§ **Given records**:
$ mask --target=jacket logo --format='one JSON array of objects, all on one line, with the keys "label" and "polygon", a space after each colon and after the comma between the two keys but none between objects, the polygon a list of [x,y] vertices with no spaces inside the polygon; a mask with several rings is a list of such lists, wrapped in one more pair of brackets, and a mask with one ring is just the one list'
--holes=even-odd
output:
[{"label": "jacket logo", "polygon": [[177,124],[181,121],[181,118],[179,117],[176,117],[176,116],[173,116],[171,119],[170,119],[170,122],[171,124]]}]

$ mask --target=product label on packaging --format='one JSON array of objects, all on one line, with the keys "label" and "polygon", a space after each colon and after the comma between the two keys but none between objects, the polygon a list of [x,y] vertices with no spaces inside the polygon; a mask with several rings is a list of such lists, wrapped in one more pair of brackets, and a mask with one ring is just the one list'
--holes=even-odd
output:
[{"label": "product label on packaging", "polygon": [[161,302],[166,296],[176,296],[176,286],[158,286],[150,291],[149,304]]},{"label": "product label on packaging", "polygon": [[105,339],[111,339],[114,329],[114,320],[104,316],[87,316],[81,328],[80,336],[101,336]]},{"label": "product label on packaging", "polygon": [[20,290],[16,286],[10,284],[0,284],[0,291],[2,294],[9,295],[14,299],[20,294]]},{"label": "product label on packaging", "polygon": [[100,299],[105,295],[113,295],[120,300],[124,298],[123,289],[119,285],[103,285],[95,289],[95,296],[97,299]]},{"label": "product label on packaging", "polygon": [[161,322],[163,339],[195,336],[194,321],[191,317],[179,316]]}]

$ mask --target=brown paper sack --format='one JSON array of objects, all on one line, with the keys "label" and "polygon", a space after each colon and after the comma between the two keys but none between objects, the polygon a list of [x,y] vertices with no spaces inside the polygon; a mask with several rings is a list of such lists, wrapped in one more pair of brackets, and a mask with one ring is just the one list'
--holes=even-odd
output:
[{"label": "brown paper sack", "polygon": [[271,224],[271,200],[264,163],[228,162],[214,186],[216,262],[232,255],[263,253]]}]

§ **Work to complete**:
All entries are to be printed once more, exactly as given.

§ **Problem solution**:
$ mask --target=jacket logo --format='one JSON array of objects, all on one line, with the keys "label" and "polygon", a space after each colon and after the comma between the two keys but none between objects, the polygon a list of [x,y] vertices with no spaces inside the polygon; a mask with several rings is a list of such lists, wrapped in one more pair of brackets, and a mask with one ring is just the one list'
--holes=even-odd
output:
[{"label": "jacket logo", "polygon": [[177,124],[181,121],[181,118],[179,117],[176,117],[176,116],[173,116],[171,119],[170,119],[170,122],[171,124]]}]

$ mask --target=product label on packaging --format='one JSON array of objects, all on one line, with the keys "label" and "polygon", a space after each colon and after the comma between the two keys but none between objects, the polygon a list of [x,y] vertices with no spaces inside the polygon; a mask with several rings is a list of such lists, wrapped in one more pair of brackets, and a mask with one ring is just the one list'
--holes=even-odd
output:
[{"label": "product label on packaging", "polygon": [[161,302],[166,296],[176,296],[176,286],[158,286],[150,291],[149,304]]},{"label": "product label on packaging", "polygon": [[105,339],[111,339],[114,329],[114,320],[104,316],[87,316],[81,328],[80,336],[101,336]]},{"label": "product label on packaging", "polygon": [[20,290],[16,286],[10,284],[0,284],[0,291],[2,294],[9,295],[14,299],[20,294]]},{"label": "product label on packaging", "polygon": [[100,299],[105,295],[113,295],[120,300],[124,298],[123,289],[119,285],[103,285],[95,289],[95,296],[97,299]]},{"label": "product label on packaging", "polygon": [[161,322],[163,339],[195,336],[194,321],[191,317],[179,316]]}]

$ mask --target=brown paper sack --format='one JSON array of objects, all on one line, with the keys "label" and "polygon", a space after each colon and after the comma between the two keys but none between objects, the polygon a list of [x,y] vertices with no spaces inside the polygon; a mask with several rings is a list of such lists, wrapped in one more pair of brackets, and a mask with one ring is just the one list'
--holes=even-odd
output:
[{"label": "brown paper sack", "polygon": [[271,224],[271,200],[264,163],[228,162],[214,186],[216,262],[232,255],[263,253]]}]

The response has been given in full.